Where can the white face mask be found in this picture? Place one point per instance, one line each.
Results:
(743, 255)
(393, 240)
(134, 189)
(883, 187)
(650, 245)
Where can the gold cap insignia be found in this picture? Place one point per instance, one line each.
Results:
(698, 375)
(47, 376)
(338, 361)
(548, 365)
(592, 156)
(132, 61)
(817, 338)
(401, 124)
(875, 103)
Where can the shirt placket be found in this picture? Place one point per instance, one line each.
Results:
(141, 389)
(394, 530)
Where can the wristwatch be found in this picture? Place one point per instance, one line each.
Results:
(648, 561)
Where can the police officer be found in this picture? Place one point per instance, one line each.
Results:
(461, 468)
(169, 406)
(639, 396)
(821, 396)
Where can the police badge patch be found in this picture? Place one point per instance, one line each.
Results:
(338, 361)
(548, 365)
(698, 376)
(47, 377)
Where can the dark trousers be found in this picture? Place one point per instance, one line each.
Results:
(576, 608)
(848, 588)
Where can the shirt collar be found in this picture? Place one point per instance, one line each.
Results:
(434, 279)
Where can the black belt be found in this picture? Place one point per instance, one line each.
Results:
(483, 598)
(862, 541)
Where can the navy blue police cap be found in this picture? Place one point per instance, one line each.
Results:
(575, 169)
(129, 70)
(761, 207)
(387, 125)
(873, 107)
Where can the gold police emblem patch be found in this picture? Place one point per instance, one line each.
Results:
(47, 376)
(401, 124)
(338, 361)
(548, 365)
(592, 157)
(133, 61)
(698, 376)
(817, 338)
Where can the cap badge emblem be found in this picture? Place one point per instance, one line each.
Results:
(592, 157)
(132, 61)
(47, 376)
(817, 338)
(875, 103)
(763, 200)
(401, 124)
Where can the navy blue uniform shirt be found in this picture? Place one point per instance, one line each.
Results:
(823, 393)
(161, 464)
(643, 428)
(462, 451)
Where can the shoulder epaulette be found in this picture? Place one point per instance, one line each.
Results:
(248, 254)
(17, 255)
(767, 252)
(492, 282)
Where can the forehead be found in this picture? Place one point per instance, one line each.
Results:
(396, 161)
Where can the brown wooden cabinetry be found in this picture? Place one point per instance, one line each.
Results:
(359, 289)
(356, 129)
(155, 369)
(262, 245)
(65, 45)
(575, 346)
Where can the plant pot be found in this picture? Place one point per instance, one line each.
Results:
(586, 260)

_WHAT THE TASK REQUIRES_:
Write out all of the entries above again, substituting "Points" for every "Results" and leaving everything else unchanged.

_ANSWER TO THIS PROBLEM_:
Where can the white face mask be found in this picture? Place one point per instance, one line each.
Points:
(743, 255)
(393, 240)
(134, 189)
(883, 187)
(650, 245)
Where can the gold cap insignia be found in this picture? Place one point per instance, one line each.
Points:
(698, 375)
(47, 376)
(338, 361)
(548, 365)
(592, 156)
(132, 61)
(817, 338)
(401, 124)
(875, 103)
Where can the shirt placket be found in this picture? Place one point per instance, one line each.
Points:
(141, 389)
(394, 530)
Where can the wristwatch be found in this picture? Place one point per instance, one line each.
Points:
(648, 561)
Where can the police officer be found in this picture? Place one point per instance, one line each.
Points:
(461, 468)
(169, 406)
(639, 396)
(821, 396)
Where can the police badge patch be found in this picture? Place one point per instance, one line each.
Points:
(338, 361)
(548, 365)
(698, 376)
(47, 377)
Where can the dark trousers be found in this picture? Place one point per instance, one line each.
Points:
(576, 608)
(848, 588)
Where can the shirt collar be found in this picture? Place one point per instance, one line each.
Points:
(434, 279)
Where can the black belt be found in this picture? Place one point per instance, one line each.
Points:
(483, 598)
(862, 541)
Where can the navy blue police cap be found in this picture? Place one point per instance, one line each.
Points:
(575, 169)
(129, 70)
(761, 207)
(387, 125)
(873, 107)
Where can the gold police emblem patch be found in this picture? Place one point per instance, one line each.
Points:
(47, 376)
(401, 124)
(338, 361)
(548, 365)
(592, 157)
(133, 61)
(698, 376)
(817, 338)
Where can the cap badge emblem be found in this picture? Place one point per instance, one line each.
Points:
(592, 157)
(132, 61)
(47, 376)
(817, 338)
(875, 103)
(763, 200)
(401, 124)
Where can the navy blue uniform shirt be found in this picture? Place one point per instance, one line each.
Points:
(823, 393)
(161, 464)
(643, 428)
(462, 451)
Where can the shoulder epaulette be found in this picture? Place one point per instance, one line each.
Points:
(248, 254)
(17, 255)
(767, 252)
(492, 282)
Where can the forehead be found in this picture? Place one point per instance, one line each.
Points:
(396, 161)
Where can the brown wooden cabinetry be found in this picture? Place one point per instance, one line each.
Points:
(359, 289)
(356, 129)
(155, 369)
(262, 245)
(65, 45)
(575, 346)
Where can the plant pot be found in this picture? Place one point per instance, one line each.
Points:
(586, 260)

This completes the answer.